_Excerpt provided_

[Start of section]

Evelyn Prisk (1917-2007)
Evelyn Prisk, who taught French at Willard from the early 1950s to the mid-1970s, left a lasting impression on her students. Wes Lisker, who had Miss Prisk as a homeroom teacher in the 1960s, remembered her as “stern and sweet but of a different era than the 1960s. Hairdos were a trip: I remember one like a piled up large V-shaped braid something out of 1830s France. Stern-looking black shoes, severe dresses.” She was famous for owning a pet ocelot. “The thing was frickin’ HUGE. Big, I tell you. Big like a good sized dog,” former resident Sed Chapman recalled in a post on Quora.com. “Every Halloween I think of her and that monster cat she had. Miss Prisk lived in a vine-covered house up a dark driveway on a dark street. On Halloween we would go up to her door with some trepidation. Even now, 50 years later, I can still see that cat walking across the red carpet of the foyer, shoulder blades going up and down. It didn’t help that our older brothers and sisters filled our heads with outlandish stories of that HUGE FRICKIN’ CAT eating would-be trick-or-treaters.”

[End of section]

_Record extracts_
[Start of section]

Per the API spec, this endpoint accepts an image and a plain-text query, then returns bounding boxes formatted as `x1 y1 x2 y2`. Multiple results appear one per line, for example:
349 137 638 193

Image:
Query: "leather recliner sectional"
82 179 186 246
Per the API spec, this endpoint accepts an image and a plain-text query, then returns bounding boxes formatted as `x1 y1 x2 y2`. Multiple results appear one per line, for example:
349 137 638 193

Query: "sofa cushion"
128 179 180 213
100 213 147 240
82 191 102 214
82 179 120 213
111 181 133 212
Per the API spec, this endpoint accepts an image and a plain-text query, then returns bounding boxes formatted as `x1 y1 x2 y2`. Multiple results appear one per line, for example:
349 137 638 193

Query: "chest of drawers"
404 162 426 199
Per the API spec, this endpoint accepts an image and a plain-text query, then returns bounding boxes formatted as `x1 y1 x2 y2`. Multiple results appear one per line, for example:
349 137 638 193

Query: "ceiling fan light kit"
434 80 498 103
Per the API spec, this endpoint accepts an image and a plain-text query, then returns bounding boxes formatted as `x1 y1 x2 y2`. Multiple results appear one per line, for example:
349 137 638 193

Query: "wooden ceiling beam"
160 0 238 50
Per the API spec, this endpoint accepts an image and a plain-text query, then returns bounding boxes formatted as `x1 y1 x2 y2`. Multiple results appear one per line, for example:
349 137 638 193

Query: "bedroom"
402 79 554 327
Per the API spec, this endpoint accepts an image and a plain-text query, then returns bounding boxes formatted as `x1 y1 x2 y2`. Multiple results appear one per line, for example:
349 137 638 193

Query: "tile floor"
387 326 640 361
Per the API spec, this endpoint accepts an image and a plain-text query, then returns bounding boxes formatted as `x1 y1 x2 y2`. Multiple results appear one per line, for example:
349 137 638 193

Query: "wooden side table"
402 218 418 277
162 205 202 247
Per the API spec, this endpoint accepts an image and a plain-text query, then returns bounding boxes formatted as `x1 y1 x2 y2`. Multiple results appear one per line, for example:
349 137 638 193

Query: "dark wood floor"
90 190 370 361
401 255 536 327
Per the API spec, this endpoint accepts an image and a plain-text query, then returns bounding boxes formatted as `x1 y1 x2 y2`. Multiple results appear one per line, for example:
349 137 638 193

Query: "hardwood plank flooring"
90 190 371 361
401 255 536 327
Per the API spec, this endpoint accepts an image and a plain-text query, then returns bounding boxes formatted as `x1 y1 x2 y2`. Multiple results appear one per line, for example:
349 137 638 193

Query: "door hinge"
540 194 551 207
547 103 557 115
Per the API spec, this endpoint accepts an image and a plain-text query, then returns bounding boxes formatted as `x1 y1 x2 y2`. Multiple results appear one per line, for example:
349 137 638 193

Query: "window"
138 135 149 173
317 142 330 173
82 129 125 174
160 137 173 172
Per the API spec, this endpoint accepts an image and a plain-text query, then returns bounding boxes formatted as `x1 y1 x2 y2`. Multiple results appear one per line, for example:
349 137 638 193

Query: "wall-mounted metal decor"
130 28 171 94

[End of section]

_Prompt_
Write the next part of the piece about Evelyn Prisk, picking up after its last sentence. The data has nothing to do with this.

_Answer to this problem_
While she could be formidable, students also remembered her kindness: “I remember how patient she was,” wrote Sarah Beatty. “I wish I was a better kid back then.”
Evelyn Prisk was born in British Columbia, studied at the University of Vancouver, and came to California in the late 1940s. Former students remember her catchphrases “My sainted aunt!” and “Vulture for culture.” She remained in Berkeley for some years after retirement, but at the age of 80 she moved to New Zealand. There she lived happily with a Maori family until her death in 2007, at the age of 90.